Brief 1 -
In the review of the satirical film about the aftermath of Stalin's death, what accents do the actors use?
Brief 2 -
Carry on writing the review of the satirical film about the aftermath of Stalin's death, beginning right after its final sentence.

Extracted text -
— START —
The whole goofy and blood-soaked farce kicks off with Joseph Stalin unexpectedly falling dead. Left in his wake are the collection of yes men and enablers whose morality has grown so twisted that they can barely even remember which colleagues are still alive. The likes of Steve Buscemi, Jeffrey Tambour, Michael Palin, and Jason Isaacs play actual historical figures involved in the bloody mess of power struggle and revenge that followed. Of course, even though Iannucci roughly sticks to the facts, none of them are striving for historical accuracy. The dialogue is foul mouthed and contemporary, the accents are all British or American. It allows for the comedy to strike in ways true to Iannucci and his actors’ voices, but it also suits the satire of the piece. Yes, this is a very specific story, but it’s also an amusingly insane exaggeration of the brand of inhumane backstabbing as well as insecure n’ immature insanity that make up most backdoor politics.
— END —
Records -
— START —
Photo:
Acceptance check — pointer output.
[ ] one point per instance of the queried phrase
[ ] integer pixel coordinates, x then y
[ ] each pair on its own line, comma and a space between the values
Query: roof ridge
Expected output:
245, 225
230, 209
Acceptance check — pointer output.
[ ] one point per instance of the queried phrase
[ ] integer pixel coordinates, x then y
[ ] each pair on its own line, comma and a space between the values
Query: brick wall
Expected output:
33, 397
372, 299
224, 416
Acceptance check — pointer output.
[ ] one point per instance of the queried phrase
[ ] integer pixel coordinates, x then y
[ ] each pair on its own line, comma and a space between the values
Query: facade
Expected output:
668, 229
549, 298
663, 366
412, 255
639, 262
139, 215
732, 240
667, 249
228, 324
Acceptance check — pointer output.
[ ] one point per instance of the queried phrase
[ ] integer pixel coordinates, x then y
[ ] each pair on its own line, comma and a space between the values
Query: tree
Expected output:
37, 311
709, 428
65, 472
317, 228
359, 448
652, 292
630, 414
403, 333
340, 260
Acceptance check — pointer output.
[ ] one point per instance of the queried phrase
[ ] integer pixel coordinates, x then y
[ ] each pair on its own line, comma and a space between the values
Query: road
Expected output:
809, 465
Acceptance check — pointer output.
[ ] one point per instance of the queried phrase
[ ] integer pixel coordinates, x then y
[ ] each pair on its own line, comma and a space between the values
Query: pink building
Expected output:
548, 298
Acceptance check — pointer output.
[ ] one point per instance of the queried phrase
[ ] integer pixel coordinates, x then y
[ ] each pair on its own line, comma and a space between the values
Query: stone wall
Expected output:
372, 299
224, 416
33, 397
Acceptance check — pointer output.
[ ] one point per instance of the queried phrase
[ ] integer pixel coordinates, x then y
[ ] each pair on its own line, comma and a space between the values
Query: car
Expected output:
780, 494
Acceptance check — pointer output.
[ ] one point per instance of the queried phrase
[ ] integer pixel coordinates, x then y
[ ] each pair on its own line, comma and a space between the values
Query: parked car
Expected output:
— END —
Written response 1 -
The accents are all British or American.

Written response 2 -
In that way The Death Of Stalin is actually very much of a peace with Iannucci’s previous political satires like In The Loop or Veep. The difference here is that bodies hit the floor rather than careers hitting the skids (and much of that violence is played as deliberately cold and brutal in the background, rarely trivializing tragedy for giggles). That’s deliberate and stings. Yet at the same time, the comedy would be just as morbidly hilarious for audiences unconcerned with any sort of subtext. This is also just a cleverly plotted bloody mess with some hysterically spicy dialogue.

The Death of Stalin probably the finest and funniest political satire since the last time Armando Iannucci pointed his poison pen at the subject. Hopefully there won’t be too long of a wait before his next one. That guy is great at what he does. Fact.